### Work required
Please reproduce the records below word for word, leaving out the pictures.

[START]

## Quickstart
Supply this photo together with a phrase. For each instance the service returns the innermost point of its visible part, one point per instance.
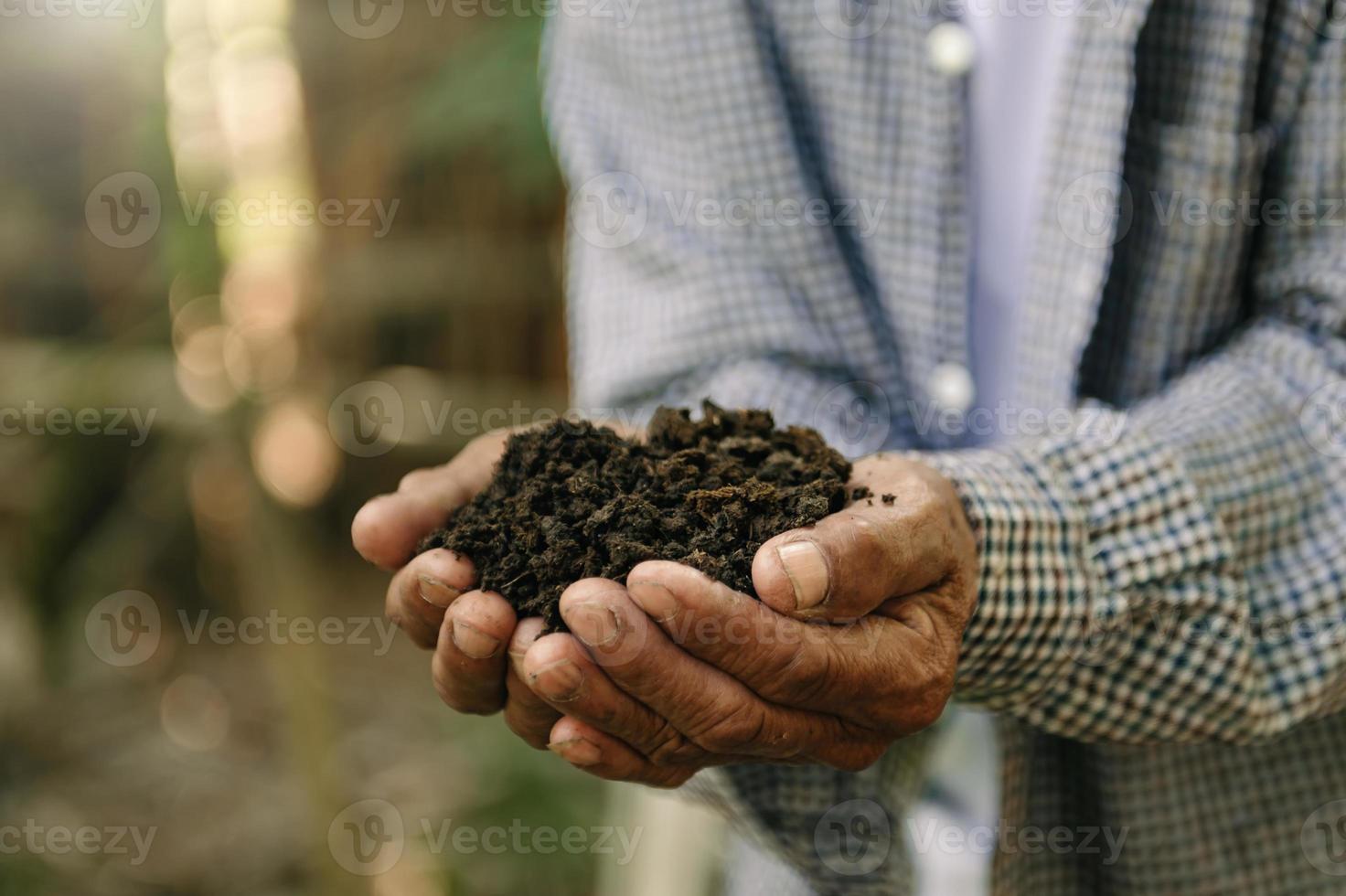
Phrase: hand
(433, 596)
(673, 672)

[END]

### Exercise solution
## Quickstart
Supply this photo together with a phrase. For each instance the service returns the innermost point of its visible part, one point per instance.
Phrase: hand
(433, 596)
(673, 672)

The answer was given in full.